-- begin --

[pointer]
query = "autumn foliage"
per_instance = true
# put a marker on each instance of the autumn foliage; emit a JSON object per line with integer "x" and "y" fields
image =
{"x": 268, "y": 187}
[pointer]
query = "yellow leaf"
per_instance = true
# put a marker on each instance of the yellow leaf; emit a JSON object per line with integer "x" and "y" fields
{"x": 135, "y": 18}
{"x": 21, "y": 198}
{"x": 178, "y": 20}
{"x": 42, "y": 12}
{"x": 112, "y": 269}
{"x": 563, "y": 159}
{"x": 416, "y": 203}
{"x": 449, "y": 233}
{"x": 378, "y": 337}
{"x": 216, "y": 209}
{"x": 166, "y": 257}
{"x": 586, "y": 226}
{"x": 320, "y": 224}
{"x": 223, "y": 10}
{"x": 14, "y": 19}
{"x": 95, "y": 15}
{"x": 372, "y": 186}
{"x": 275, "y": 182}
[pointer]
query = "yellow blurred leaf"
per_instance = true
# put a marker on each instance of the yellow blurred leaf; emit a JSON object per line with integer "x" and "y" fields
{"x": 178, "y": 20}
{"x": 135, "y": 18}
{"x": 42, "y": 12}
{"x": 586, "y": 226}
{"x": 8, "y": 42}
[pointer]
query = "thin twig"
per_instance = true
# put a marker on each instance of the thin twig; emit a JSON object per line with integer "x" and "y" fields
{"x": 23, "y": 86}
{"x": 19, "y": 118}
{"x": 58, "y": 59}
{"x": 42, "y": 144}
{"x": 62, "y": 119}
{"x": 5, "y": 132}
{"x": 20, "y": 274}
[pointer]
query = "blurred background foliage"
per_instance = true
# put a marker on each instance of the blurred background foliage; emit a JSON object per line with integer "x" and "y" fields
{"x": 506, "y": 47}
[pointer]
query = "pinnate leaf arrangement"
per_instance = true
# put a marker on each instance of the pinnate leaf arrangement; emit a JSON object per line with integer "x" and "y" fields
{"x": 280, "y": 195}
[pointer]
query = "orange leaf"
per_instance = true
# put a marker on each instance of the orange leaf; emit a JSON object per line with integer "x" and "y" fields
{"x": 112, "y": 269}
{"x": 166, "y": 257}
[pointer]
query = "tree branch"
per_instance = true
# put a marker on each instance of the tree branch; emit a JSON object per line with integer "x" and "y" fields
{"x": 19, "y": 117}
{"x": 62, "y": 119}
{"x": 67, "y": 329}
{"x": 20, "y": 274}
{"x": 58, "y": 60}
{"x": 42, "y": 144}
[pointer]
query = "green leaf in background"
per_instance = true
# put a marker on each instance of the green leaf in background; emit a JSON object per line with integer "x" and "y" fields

-- end --

» **What is asked**: Locate each line above that contains the string "branch" and copy it in full.

» **Answer to this problem**:
query = "tree branch"
# put a marker on each instance of the tree branch; emit a JSON object per line with integer "x" and "y" fields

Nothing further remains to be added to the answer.